━━━━━ Provided material

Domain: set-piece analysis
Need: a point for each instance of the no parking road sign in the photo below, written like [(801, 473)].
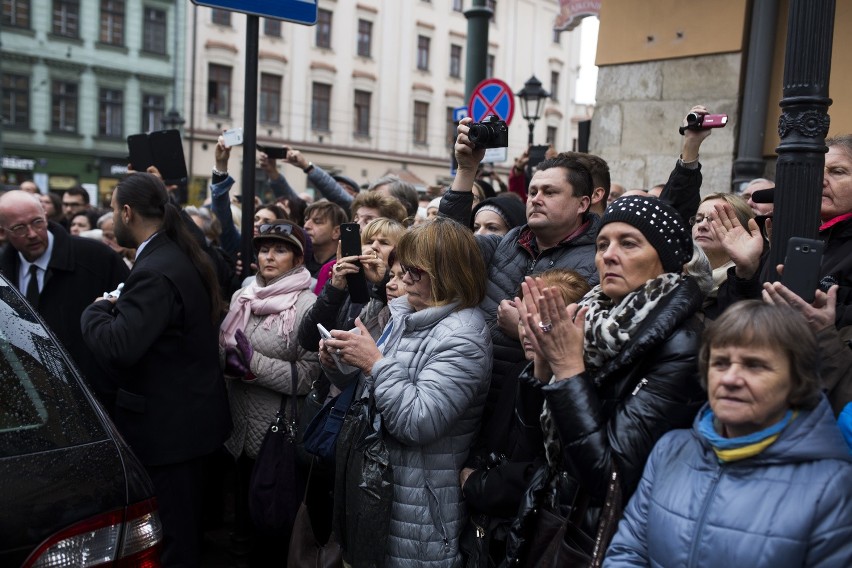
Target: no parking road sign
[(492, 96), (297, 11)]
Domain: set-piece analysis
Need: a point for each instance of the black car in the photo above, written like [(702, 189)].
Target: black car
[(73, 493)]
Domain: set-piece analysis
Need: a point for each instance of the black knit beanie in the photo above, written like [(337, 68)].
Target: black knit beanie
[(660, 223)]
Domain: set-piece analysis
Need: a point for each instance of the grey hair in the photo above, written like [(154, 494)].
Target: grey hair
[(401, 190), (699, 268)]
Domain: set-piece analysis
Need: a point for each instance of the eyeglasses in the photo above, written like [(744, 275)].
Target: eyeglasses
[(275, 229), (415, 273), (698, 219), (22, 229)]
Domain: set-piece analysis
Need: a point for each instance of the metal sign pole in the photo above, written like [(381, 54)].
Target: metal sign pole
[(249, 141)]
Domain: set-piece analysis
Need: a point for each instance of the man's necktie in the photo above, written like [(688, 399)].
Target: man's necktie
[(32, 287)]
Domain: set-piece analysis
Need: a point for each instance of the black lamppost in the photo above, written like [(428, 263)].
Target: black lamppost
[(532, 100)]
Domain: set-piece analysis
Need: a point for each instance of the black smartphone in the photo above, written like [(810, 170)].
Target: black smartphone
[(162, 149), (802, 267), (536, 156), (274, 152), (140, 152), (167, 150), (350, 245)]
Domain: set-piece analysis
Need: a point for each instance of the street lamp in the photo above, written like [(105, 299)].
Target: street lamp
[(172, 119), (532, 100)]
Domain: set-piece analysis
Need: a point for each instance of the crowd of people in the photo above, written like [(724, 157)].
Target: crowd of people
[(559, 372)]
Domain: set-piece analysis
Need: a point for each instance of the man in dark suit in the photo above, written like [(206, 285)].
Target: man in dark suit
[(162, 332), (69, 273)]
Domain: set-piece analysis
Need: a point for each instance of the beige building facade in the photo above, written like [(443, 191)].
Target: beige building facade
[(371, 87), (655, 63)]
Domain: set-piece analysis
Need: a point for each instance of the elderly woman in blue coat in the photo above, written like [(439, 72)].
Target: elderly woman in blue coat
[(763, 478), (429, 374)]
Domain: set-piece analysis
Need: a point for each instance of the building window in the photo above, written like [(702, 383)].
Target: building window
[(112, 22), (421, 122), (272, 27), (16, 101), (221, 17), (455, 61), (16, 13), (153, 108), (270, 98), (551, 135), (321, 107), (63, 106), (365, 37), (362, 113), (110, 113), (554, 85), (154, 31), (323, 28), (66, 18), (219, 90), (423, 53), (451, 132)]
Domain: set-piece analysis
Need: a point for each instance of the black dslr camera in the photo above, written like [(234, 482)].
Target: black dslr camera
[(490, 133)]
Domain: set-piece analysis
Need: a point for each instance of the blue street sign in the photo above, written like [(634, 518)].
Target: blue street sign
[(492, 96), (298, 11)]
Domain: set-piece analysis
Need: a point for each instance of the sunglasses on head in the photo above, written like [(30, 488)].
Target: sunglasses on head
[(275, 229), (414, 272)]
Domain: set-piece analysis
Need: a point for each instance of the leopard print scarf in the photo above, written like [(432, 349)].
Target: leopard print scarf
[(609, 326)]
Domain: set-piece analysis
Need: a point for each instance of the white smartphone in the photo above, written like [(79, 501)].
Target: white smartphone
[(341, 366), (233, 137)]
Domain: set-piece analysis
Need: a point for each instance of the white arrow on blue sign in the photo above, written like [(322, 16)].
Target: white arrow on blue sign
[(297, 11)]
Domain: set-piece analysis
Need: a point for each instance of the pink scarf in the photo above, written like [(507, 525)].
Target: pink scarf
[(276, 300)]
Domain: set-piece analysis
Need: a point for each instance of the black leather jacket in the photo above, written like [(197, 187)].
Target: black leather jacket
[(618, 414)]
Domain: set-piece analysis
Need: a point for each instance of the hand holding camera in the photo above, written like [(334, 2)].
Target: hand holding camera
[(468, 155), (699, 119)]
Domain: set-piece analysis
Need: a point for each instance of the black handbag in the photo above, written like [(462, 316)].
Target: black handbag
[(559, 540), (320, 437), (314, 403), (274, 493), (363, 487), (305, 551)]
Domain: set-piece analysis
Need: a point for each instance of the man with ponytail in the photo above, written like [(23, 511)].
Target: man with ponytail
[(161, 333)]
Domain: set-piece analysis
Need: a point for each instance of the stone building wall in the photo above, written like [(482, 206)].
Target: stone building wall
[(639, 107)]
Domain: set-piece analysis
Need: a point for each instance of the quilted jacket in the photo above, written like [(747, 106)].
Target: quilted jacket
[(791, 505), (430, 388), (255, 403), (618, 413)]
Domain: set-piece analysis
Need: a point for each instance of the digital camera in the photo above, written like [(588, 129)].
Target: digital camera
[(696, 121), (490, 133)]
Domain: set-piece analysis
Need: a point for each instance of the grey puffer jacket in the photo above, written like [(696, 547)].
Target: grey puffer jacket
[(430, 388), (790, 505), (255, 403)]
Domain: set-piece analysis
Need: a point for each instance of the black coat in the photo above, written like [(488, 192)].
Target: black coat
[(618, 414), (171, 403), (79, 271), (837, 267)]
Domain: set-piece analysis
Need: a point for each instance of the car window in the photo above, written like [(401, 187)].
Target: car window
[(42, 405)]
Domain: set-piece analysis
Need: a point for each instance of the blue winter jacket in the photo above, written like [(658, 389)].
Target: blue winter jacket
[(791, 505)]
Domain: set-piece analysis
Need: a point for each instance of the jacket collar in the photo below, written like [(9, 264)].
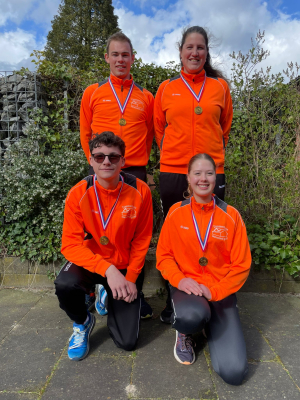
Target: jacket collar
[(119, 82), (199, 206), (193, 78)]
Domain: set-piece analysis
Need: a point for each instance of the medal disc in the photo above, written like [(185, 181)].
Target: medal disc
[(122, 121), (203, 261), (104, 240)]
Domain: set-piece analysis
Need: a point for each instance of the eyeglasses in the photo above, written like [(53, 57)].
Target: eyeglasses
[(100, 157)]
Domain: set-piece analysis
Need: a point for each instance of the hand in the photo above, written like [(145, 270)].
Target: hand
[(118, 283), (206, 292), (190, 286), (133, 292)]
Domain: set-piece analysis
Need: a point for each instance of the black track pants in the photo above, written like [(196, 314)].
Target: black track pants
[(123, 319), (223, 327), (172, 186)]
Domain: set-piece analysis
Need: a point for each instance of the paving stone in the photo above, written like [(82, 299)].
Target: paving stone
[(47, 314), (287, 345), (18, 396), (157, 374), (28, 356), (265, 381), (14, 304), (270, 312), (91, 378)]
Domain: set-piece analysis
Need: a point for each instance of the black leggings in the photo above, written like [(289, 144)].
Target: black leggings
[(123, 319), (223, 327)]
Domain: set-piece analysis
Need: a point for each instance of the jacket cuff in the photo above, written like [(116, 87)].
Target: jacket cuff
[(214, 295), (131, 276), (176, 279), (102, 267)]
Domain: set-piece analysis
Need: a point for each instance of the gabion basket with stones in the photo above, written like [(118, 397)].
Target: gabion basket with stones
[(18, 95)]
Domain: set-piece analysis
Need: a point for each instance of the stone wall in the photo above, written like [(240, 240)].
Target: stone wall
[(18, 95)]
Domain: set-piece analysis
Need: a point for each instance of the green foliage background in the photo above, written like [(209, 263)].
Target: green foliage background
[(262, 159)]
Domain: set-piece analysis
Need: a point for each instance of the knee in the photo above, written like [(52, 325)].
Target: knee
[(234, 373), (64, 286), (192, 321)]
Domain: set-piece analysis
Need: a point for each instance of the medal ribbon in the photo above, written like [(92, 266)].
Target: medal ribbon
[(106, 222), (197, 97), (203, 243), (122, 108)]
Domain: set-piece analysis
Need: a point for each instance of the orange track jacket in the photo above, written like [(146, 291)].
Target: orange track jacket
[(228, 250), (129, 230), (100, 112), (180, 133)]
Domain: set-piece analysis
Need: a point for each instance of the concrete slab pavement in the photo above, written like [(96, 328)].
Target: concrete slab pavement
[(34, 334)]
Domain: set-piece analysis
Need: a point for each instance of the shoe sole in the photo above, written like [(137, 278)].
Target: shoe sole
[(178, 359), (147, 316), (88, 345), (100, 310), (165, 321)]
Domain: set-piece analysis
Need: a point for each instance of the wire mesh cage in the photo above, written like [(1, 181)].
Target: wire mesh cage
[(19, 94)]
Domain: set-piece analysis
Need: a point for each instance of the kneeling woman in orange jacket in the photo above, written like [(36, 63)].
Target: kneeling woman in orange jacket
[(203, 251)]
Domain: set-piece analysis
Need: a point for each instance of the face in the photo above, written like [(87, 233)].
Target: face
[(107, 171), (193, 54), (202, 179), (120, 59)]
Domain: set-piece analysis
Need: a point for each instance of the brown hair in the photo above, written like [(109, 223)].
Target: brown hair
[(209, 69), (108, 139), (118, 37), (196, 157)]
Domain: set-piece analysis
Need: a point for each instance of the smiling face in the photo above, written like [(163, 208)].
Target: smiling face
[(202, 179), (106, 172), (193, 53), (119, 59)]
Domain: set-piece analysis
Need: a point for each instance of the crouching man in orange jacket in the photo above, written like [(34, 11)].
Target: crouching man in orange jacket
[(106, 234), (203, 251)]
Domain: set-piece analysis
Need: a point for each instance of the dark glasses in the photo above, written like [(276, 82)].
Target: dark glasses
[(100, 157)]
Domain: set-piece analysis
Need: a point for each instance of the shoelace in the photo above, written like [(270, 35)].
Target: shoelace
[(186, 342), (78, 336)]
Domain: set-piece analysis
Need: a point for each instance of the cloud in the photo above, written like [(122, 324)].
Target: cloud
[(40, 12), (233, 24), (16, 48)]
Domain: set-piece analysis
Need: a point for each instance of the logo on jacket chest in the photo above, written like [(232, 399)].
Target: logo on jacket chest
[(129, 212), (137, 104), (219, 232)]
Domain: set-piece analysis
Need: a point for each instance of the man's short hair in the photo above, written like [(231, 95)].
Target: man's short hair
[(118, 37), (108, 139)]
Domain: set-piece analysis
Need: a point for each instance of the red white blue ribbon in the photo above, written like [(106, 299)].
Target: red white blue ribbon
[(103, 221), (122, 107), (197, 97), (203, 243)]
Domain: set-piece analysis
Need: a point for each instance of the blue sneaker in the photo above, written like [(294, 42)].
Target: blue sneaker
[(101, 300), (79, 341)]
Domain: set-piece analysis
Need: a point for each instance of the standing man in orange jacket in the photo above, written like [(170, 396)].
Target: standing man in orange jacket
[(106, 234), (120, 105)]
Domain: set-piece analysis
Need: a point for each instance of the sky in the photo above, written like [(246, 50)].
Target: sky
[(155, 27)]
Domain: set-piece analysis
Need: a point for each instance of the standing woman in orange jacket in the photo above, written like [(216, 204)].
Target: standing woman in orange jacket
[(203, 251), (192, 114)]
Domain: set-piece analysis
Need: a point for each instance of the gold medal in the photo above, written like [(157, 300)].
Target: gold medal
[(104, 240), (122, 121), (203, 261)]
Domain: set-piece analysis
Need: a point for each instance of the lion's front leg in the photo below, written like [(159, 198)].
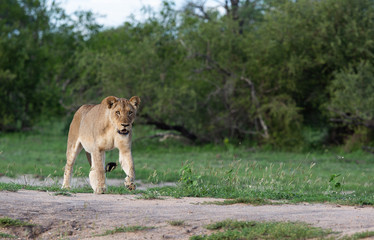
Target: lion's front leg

━━━━━━━━━━

Given problem: Swap "Target" for "Object" throughout the stretch from the start of the items through the line containing "[(162, 332), (69, 273)]", changing nothing else, and reproduce that stretch without the pictures.

Result:
Domain: set-piece analysis
Need: a point for each instance of the no parking road sign in the photo below, written like [(801, 473)].
Object: no parking road sign
[(492, 96), (297, 11)]
Domain: set-piece analysis
Need: a point for each instance of the black car in the photo above, written like [(702, 189)].
Object: black car
[(73, 493)]
Domain: set-piece analysis
Need: a point for each instance of the black knit beanie in the photo above, written like [(337, 68)].
Object: black knit beanie
[(660, 223)]
Domain: set-piece analysis
Need: a point for each instance of the grey hair in the photo above, written like [(154, 494)].
Object: grey hair
[(401, 190), (699, 268)]
Domain: set-piece analysis
Need: a point for each instance of the eyeglasses in the photo above, written like [(744, 275)].
Object: eyeglasses
[(275, 229), (415, 273), (698, 219), (22, 229)]
Domain: set-piece analysis
Need: a point for each instance of the metal sign pole in the photo above, written like [(381, 54)].
Object: metal sign pole
[(249, 141)]
Domain: set-piece analysis
Need: a point for each instance of the man's necktie in the photo above, written like [(688, 399)].
Object: man's necktie
[(32, 287)]
Domain: set-piece analysis
Need: a point for each instance of the black lamppost in the photo above, written like [(428, 263)].
Object: black lamppost
[(532, 100)]
Domain: set-piece analysis
Need: a point for each instance of the black smartphone in the photo above, written like [(810, 170)].
Object: black smartphone
[(162, 149), (802, 267), (536, 156), (274, 152), (140, 152), (167, 150), (350, 245)]
Domain: set-piece analysis
Need: a point for each instance of the street lamp in the photo above, written like [(105, 299)].
Object: street lamp
[(172, 119), (532, 100)]
Domain: set-piece analysis
Need: a point for each instance of the crowd of people in the photo above, written like [(724, 157)].
Object: crowd of people
[(559, 372)]
Domain: set-piece analysis
Need: a point for each instance of the man in dark suit in the photo above, written like [(206, 285)].
Object: man in dark suit
[(162, 332), (69, 273)]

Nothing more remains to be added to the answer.